# Exercise material
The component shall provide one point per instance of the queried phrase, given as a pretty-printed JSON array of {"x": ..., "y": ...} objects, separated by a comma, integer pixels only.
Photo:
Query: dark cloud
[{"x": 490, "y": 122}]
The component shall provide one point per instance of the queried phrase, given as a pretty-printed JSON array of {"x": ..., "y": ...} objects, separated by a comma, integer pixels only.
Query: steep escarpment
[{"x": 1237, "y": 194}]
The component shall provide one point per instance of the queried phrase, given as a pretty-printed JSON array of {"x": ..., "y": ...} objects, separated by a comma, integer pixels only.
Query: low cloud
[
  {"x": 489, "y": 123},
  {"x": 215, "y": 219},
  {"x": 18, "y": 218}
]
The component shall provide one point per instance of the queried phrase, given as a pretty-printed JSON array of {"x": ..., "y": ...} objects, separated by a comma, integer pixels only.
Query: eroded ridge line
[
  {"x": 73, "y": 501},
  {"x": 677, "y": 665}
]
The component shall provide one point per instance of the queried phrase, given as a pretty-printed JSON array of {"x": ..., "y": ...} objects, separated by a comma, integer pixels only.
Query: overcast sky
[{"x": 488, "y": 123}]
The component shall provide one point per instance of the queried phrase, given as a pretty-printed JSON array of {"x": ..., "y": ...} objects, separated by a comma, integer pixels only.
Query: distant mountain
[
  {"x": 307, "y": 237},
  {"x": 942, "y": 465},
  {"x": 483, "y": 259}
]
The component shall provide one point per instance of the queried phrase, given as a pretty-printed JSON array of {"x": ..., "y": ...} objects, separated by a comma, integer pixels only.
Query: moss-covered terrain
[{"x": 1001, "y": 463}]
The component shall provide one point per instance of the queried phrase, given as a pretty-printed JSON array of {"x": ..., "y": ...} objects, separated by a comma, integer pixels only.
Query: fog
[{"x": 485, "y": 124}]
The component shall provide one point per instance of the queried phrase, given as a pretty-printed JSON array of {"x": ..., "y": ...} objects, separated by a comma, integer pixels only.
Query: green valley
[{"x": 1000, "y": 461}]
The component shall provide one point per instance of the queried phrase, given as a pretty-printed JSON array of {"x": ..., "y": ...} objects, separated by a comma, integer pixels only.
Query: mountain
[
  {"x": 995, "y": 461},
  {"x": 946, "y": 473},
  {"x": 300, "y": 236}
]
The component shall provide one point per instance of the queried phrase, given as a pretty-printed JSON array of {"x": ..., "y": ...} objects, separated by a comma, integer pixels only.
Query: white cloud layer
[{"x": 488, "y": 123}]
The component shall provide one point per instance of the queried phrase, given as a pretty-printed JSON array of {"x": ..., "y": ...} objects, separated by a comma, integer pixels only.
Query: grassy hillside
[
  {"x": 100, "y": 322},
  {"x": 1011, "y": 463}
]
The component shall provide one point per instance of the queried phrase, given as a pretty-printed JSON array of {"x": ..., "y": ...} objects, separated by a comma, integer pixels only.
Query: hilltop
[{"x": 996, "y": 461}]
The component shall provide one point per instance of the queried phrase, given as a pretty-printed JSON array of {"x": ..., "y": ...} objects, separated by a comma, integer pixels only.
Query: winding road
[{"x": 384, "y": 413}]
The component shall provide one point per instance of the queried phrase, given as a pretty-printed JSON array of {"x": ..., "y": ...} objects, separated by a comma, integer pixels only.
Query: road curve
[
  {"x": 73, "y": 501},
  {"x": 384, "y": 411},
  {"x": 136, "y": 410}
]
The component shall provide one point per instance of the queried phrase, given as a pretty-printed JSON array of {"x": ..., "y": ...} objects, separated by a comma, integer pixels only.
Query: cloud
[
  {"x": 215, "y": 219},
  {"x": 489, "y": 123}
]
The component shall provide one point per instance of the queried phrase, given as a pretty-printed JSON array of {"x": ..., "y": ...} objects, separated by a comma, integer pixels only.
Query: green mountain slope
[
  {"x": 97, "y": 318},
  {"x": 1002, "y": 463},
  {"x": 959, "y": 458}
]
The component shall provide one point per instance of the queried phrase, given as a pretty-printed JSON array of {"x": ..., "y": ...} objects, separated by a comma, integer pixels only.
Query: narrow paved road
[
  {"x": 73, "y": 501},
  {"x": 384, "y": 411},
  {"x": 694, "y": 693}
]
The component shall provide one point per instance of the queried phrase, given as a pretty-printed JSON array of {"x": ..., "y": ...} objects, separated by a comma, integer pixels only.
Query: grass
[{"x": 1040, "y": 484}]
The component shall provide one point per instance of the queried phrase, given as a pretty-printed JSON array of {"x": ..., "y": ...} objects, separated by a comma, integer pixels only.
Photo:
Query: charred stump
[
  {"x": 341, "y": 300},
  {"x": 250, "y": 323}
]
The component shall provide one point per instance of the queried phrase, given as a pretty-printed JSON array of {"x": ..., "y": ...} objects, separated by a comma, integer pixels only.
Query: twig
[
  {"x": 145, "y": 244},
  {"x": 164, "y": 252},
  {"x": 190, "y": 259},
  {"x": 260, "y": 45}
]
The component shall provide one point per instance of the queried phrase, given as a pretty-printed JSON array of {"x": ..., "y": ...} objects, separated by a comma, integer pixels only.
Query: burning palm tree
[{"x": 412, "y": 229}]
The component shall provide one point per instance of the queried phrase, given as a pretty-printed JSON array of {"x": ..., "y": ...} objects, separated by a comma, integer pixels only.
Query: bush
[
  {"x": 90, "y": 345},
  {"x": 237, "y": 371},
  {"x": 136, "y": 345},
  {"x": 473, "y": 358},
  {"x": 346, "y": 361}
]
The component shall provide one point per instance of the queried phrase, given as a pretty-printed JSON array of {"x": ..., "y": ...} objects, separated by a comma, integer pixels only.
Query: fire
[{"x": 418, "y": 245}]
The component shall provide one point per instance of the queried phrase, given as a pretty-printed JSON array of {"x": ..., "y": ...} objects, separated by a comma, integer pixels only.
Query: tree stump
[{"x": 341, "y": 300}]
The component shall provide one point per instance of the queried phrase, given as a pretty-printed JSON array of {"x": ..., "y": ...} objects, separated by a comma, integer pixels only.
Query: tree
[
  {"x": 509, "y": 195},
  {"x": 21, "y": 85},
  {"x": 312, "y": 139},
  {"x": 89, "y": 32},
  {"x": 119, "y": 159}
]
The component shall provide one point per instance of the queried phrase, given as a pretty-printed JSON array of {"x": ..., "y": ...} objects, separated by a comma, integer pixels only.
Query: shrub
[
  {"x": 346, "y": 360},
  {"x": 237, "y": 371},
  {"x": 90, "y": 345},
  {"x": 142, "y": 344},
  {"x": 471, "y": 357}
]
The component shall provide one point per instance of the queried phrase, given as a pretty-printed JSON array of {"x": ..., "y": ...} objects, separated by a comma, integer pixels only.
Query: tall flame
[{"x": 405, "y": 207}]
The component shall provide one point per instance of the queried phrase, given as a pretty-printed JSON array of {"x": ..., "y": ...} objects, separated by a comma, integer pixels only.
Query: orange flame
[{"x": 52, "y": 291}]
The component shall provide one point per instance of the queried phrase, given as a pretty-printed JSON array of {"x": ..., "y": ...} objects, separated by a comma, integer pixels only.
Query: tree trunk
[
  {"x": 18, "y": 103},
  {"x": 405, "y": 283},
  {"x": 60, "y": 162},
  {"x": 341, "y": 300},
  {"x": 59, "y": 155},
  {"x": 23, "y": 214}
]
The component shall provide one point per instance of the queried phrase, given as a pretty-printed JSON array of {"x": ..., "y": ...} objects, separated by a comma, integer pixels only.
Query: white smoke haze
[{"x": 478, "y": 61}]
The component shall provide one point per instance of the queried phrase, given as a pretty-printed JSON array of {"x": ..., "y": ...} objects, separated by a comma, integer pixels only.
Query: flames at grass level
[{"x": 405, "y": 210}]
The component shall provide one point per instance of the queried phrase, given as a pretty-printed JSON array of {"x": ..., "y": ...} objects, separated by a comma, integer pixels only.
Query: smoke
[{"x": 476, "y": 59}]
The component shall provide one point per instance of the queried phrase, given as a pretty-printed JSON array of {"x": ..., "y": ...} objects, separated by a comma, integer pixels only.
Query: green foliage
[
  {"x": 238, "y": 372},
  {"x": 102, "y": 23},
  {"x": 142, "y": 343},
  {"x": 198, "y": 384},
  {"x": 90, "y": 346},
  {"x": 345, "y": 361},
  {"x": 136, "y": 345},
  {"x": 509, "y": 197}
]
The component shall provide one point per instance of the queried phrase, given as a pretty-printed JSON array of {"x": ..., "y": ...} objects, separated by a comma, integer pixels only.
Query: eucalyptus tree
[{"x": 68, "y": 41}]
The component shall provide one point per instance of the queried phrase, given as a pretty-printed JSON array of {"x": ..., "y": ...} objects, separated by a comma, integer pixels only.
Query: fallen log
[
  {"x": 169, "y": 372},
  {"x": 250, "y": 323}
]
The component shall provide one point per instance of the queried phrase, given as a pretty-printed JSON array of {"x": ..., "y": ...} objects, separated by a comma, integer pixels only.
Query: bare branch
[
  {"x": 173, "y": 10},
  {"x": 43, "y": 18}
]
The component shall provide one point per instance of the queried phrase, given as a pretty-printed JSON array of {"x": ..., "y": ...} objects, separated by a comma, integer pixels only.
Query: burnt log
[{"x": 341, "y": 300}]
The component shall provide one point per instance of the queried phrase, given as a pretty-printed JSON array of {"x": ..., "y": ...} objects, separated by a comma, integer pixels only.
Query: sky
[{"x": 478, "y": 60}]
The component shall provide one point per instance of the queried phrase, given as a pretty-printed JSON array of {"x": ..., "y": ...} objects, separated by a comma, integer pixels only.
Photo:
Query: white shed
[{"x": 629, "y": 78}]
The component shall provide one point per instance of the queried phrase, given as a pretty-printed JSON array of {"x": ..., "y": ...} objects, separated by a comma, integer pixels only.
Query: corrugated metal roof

# What the task asks
Which lines above contain the word "mountain"? List each one in full.

# Final result
Query: distant mountain
Query: mountain
Query: green mountain slope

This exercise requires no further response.